[Position annotation rows]
—————

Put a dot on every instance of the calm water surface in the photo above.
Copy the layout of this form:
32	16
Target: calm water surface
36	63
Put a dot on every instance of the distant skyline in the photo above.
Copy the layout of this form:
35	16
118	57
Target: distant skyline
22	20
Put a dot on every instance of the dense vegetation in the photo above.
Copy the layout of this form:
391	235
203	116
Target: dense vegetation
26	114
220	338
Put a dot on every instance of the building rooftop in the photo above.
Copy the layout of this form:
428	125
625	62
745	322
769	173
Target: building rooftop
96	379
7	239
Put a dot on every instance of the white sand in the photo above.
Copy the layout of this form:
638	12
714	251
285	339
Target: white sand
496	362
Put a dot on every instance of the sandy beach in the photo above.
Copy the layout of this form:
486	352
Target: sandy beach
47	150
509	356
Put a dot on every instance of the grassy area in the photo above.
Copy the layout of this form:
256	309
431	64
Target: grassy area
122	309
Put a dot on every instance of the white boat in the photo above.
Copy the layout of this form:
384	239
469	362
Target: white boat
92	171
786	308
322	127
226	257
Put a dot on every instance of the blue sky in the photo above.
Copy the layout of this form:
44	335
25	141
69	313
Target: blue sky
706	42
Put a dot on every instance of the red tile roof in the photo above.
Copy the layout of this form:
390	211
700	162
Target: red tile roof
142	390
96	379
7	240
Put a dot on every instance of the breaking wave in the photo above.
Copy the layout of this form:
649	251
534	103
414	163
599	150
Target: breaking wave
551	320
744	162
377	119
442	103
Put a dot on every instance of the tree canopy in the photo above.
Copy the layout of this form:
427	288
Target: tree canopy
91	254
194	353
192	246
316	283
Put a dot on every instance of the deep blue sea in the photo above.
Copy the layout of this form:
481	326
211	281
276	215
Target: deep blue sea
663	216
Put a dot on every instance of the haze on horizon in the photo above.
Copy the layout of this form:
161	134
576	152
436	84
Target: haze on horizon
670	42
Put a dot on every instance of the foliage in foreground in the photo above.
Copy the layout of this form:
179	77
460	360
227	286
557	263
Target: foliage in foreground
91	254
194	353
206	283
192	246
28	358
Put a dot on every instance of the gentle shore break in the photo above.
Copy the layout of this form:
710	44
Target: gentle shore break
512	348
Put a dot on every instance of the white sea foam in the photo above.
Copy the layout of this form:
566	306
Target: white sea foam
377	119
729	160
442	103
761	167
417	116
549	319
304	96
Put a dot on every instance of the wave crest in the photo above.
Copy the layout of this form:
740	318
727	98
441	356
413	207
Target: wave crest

—————

WHAT TO WORK ON
Rewrite the stretch from the row that contains "Put a dot on every instance of the blue" through the end of the rows, requests included, multiplying every answer point coordinate by 1.95 and rounding to whole numbers with halves rounded up. Leave the numbers in the requests and their form samples unchanged.

ANSWER FOR THIS EXERCISE
Put a dot on every instance of the blue sky in the photo above.
Copy the layout of this form:
44	335
25	141
69	313
Target: blue sky
1377	82
Put a dot on every instance of the red tile roof in the photo above.
Copy the layout of this form:
390	211
700	162
Target: red tile roof
277	761
187	739
14	468
Put a dot on every instance of the breaking wave in the photo above.
Copy the layout of this form:
649	251
534	103
414	163
599	150
Target: breaking wave
1074	624
1451	316
735	232
862	201
Put a dot on every instance of the tree canopy in the photo above.
Copy the layout of this form:
427	288
Target: tree canopy
177	495
378	688
374	480
616	552
Put a dot on every instance of the deep blue sea in the photo above.
Copy the layout of this form:
481	326
211	281
276	215
Target: deep blue sea
1293	421
Put a dot on every instance of the haze on horizon in the photo above.
Copy the layout of this form:
161	134
576	152
436	84
Target: haze on horizon
1307	82
Put a dot on every instance of the foliage in foreground in the photo above.
Copy the layout of this form:
179	77
460	360
227	286
557	263
Target: foliage in foreground
177	495
378	688
402	552
374	480
55	698
Put a dot on every instance of the gentle shore break in the photo above.
Copy the layout of this form:
710	44
Target: gentle shore break
998	679
Put a dot on every instance of the white sea foam in the photo above.
Copy the layout of this form:
566	306
Target: white sea foam
735	232
1422	312
862	201
1484	326
813	226
1071	622
593	187
Put a dot on every instance of the wave crest in the photo above.
Copy the layout of this form:
740	318
727	98
441	356
413	207
Target: wave crest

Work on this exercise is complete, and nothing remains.